- Instructions for the task -
Could you repeat the whole listing below exactly as it stands?

- Provided records -
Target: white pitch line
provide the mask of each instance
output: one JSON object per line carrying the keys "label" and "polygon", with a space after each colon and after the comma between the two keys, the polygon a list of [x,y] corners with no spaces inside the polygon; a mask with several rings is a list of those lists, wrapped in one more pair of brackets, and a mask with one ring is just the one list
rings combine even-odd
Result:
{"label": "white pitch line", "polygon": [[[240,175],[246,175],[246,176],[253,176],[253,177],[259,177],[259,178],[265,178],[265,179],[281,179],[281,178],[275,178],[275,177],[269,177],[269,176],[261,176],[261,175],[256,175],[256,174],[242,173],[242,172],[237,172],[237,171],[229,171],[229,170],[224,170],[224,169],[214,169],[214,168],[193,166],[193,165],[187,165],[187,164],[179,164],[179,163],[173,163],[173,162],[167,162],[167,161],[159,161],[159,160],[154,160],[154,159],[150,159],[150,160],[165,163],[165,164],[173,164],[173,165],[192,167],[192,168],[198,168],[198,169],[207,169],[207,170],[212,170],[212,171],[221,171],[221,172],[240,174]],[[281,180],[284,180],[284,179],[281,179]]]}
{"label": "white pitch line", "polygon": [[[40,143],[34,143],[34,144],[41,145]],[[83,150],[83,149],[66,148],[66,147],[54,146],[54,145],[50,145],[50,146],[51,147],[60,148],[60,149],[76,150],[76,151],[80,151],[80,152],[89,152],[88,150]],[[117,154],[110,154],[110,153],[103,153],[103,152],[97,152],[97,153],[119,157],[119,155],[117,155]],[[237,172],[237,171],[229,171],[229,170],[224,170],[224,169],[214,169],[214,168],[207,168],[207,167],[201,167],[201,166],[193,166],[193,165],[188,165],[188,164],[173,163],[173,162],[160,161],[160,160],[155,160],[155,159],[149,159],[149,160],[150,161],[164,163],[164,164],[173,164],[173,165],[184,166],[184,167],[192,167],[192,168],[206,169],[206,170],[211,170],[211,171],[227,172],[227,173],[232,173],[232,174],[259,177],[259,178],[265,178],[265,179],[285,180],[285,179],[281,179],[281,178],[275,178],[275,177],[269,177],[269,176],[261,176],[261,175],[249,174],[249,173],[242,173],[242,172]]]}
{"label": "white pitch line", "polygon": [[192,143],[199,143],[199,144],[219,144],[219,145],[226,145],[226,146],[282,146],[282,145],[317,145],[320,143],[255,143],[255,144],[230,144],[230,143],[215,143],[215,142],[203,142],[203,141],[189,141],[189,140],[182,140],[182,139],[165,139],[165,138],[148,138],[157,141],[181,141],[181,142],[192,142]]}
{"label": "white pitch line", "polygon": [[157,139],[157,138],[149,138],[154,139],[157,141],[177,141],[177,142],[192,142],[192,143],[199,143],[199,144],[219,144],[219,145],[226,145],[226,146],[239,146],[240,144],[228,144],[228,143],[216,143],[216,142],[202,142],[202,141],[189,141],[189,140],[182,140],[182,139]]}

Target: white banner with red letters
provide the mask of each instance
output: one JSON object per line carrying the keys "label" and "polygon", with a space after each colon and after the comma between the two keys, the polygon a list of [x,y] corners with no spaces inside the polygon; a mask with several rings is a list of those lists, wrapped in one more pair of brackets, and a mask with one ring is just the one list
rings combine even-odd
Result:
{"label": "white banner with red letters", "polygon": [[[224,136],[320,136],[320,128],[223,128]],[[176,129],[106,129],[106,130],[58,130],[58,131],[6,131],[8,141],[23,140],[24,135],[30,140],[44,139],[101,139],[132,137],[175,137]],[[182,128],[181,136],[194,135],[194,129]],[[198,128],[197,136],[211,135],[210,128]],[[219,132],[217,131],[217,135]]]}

- Your response -
Target: white pitch line
provide the mask of each instance
output: one JSON object per line carrying the keys "label" and "polygon", with a space after each colon and after the comma between the two keys, the polygon a list of [x,y] corners with no spaces inside the polygon; a mask with several rings is a list of those lists, wrapped in one more pair of brackets, and a mask with one ring is just the one list
rings combine even-odd
Result:
{"label": "white pitch line", "polygon": [[[240,175],[246,175],[246,176],[253,176],[253,177],[259,177],[259,178],[265,178],[265,179],[281,179],[281,178],[275,178],[275,177],[269,177],[269,176],[261,176],[261,175],[256,175],[256,174],[242,173],[242,172],[237,172],[237,171],[229,171],[229,170],[224,170],[224,169],[214,169],[214,168],[193,166],[193,165],[187,165],[187,164],[179,164],[179,163],[173,163],[173,162],[167,162],[167,161],[159,161],[159,160],[154,160],[154,159],[150,159],[150,160],[165,163],[165,164],[173,164],[173,165],[192,167],[192,168],[198,168],[198,169],[207,169],[207,170],[212,170],[212,171],[221,171],[221,172],[240,174]],[[281,180],[284,180],[284,179],[281,179]]]}
{"label": "white pitch line", "polygon": [[[40,143],[34,143],[34,144],[41,145]],[[83,150],[83,149],[66,148],[66,147],[54,146],[54,145],[50,145],[50,146],[51,147],[60,148],[60,149],[76,150],[76,151],[80,151],[80,152],[89,152],[88,150]],[[117,154],[110,154],[110,153],[103,153],[103,152],[97,152],[97,153],[119,157],[119,155],[117,155]],[[237,172],[237,171],[229,171],[229,170],[224,170],[224,169],[214,169],[214,168],[207,168],[207,167],[201,167],[201,166],[193,166],[193,165],[188,165],[188,164],[173,163],[173,162],[160,161],[160,160],[155,160],[155,159],[149,159],[149,160],[150,161],[164,163],[164,164],[173,164],[173,165],[184,166],[184,167],[192,167],[192,168],[206,169],[206,170],[211,170],[211,171],[227,172],[227,173],[232,173],[232,174],[259,177],[259,178],[265,178],[265,179],[285,180],[285,179],[281,179],[281,178],[275,178],[275,177],[269,177],[269,176],[261,176],[261,175],[249,174],[249,173],[242,173],[242,172]]]}
{"label": "white pitch line", "polygon": [[192,143],[199,143],[199,144],[219,144],[219,145],[226,145],[226,146],[282,146],[282,145],[317,145],[320,143],[255,143],[255,144],[230,144],[230,143],[215,143],[215,142],[203,142],[203,141],[189,141],[189,140],[182,140],[182,139],[165,139],[165,138],[148,138],[157,141],[181,141],[181,142],[192,142]]}
{"label": "white pitch line", "polygon": [[157,139],[157,138],[149,138],[154,139],[157,141],[177,141],[177,142],[192,142],[192,143],[199,143],[199,144],[219,144],[219,145],[226,145],[226,146],[239,146],[240,144],[228,144],[228,143],[216,143],[216,142],[202,142],[202,141],[189,141],[189,140],[182,140],[182,139]]}

Target: white banner with red letters
provide the mask of each instance
output: one JSON object per line carrying the keys "label" and "polygon", with a space after each colon and after the comma between the two keys, the polygon a list of [x,y] corners with no spaces inside the polygon; a mask with several rings is a list of those lists, wrapped in one more pair of brackets, and a mask with one ring is just the one list
rings combine even-odd
Result:
{"label": "white banner with red letters", "polygon": [[[224,136],[320,136],[320,128],[223,128]],[[176,129],[106,129],[106,130],[58,130],[58,131],[6,131],[8,141],[23,140],[24,135],[30,140],[44,139],[101,139],[132,137],[175,137]],[[182,128],[181,136],[194,135],[194,129]],[[198,128],[197,136],[211,135],[210,128]],[[219,132],[217,131],[217,135]]]}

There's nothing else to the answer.